> **Things to do**
a: In the post about the writer's brother Ian, where was Ian born?
b: Decide whether each statement agrees with the post about the writer's brother Ian, answering yes or no and quoting the words that decide it: (i) Norma died of emphysema. (ii) The writer was teary while speaking to Ian on the phone. (iii) Ian's daughter Christine lives in Lightning Ridge.

> **Extract**
---
Ah! as the heart grows older
It will come to such sights colder
By and by, nor spare a sigh
Though worlds of wanwood leafmeal lie;
And yet you will weep and know why.
Now no matter, child, the name:
Sorrow’s springs are the same.
Nor mouth had, no nor mind, expressed
What héart héard of, ghóst guéssed:
It is the blight man was born for,
It is Margaret you mourn for.

ian1941a

Early 1940s, Auburn Street Sutherland.

Ian Jeffrey Whitfield 3/10/1935 – 5/4/2017

ianjeanette

bro

Born Kiama NSW 3 October 1935, died Devonport Tasmania 5 April 2017

I posted on 27 March:

I mentioned on Facebook that I managed to speak on the phone to my brother Ian in Devonport Hospital. A nurse took the call and then passed the phone to Ian. Given the circumstances I didn’t talk long, the real object being to let him know I was aware of what has been happening and was thinking of him. He thanked me.

What I didn’t say on Facebook is that his son in Lightning Ridge (Warren, now back in Townsville) and his daughter (Christine) in Engadine had both told me to try to speak to him — he doesn’t always answer the phone — as it may possibly be the last chance to do so. If a new course of antibiotics started yesterday is effective, that may change. If not…

I was at times teary yesterday, but fortunately not when speaking to Ian.

See also: About the Whitfields: family pics for my brotherEaster Sunday in Surry Hills 2006; In the city seeing my brother off  2006; Random Friday memory: 1 – John Mystery, my brother, Illawong 2015; Family day 2 April 2010; Blogging the Noughties: 2 — 2001. From that last one:

14 December 2001: A long partnership over

An hour ago, Australian Eastern time,

in East Devonport, Tasmania

Norma,

my brother’s partner of 30 years,

passed away after a long battle

with emphysema.

15 December: My brother.

My brother and his partner have been living in Tasmania for many years now; I am not quite sure how many, but certainly more than five. Before that they lived in various parts of Queensland.
---
> **Dataset records**
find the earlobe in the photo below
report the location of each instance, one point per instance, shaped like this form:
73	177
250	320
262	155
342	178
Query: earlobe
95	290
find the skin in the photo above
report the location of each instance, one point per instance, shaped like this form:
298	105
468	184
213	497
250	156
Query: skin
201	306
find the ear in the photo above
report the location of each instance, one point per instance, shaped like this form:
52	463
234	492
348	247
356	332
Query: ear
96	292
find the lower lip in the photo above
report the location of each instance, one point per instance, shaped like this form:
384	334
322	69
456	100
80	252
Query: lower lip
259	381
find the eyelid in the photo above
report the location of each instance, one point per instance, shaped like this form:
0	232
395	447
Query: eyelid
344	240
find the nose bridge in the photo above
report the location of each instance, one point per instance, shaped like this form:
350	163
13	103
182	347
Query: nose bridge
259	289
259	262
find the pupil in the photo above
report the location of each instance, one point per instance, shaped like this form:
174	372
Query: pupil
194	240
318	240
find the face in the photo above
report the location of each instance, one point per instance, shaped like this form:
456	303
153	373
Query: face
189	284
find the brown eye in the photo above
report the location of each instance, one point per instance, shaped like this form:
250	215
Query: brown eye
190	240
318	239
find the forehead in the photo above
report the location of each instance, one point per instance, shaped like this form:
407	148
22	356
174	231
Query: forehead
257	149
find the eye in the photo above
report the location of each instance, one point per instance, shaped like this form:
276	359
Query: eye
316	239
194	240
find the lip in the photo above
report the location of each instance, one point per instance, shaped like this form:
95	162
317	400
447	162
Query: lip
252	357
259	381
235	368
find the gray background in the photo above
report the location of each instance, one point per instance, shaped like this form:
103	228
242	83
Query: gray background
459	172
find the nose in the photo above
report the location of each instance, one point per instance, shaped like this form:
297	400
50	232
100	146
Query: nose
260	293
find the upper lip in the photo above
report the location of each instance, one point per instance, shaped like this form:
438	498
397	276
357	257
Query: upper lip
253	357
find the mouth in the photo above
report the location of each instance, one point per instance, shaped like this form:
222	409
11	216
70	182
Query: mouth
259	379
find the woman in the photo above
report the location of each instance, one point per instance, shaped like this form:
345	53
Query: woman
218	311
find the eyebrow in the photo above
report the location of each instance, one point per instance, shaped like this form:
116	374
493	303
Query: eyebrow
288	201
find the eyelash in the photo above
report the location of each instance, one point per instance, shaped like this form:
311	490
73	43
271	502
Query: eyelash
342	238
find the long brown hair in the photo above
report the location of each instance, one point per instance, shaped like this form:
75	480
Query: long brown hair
---
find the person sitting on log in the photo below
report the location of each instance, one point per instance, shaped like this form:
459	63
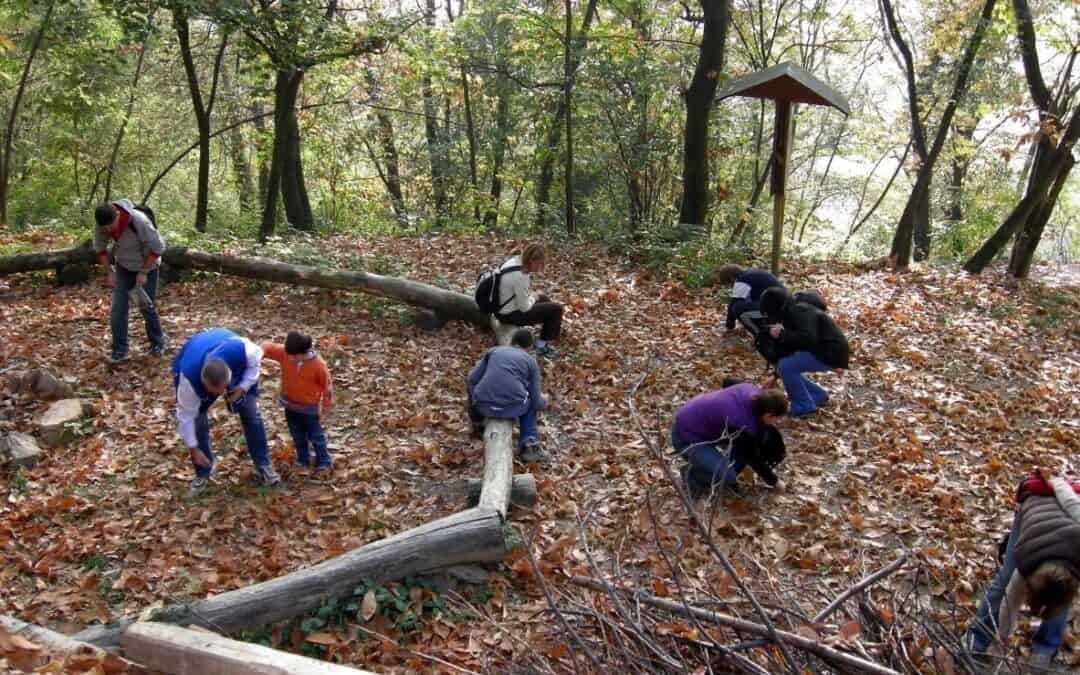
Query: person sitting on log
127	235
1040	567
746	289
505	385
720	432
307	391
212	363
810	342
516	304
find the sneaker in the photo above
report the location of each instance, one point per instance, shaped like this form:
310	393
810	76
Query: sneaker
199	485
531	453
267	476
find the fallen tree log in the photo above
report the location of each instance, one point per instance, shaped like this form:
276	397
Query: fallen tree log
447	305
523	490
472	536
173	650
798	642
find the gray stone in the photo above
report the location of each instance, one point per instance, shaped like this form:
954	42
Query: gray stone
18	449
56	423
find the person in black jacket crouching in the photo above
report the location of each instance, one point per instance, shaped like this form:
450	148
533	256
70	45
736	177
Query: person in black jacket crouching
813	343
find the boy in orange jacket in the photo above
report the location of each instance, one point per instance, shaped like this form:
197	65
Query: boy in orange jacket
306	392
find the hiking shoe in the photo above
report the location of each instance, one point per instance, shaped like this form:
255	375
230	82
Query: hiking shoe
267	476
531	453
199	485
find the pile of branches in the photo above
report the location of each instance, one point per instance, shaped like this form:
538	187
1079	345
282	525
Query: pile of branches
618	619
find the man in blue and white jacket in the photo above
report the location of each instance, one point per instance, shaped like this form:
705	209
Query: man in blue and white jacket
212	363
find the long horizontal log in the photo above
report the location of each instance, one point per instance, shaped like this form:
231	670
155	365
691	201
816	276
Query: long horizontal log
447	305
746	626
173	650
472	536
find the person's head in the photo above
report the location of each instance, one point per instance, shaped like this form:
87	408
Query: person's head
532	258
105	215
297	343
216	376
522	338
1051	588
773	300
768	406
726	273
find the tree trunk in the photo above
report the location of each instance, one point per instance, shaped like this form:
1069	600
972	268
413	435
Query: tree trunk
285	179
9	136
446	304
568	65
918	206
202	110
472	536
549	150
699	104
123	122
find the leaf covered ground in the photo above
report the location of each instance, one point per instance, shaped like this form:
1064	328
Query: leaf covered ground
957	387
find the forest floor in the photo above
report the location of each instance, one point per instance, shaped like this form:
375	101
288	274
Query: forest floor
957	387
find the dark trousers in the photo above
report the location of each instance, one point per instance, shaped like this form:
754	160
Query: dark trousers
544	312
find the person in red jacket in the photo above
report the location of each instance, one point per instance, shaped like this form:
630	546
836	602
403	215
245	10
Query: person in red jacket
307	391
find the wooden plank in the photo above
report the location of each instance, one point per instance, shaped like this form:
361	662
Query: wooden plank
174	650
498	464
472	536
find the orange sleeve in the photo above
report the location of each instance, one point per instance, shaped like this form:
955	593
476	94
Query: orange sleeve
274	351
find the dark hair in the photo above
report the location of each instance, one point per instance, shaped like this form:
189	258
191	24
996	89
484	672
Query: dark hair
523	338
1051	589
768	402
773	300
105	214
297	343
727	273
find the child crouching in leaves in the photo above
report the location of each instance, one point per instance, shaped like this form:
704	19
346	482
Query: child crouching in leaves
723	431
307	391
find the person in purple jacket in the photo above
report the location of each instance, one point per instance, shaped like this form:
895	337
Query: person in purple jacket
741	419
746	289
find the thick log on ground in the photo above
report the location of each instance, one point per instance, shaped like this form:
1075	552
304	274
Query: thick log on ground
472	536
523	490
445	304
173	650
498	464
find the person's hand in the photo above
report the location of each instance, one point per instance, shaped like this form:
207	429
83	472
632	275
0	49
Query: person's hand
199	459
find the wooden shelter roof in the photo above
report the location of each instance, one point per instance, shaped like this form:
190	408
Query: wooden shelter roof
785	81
---
> **Answers to the tasks**
a: Kiama NSW, on 3 October 1935.

b:
(i) Yes: "passed away after a long battle with emphysema."
(ii) No: "I was at times teary yesterday, but fortunately not when speaking to Ian."
(iii) No: "his daughter (Christine) in Engadine"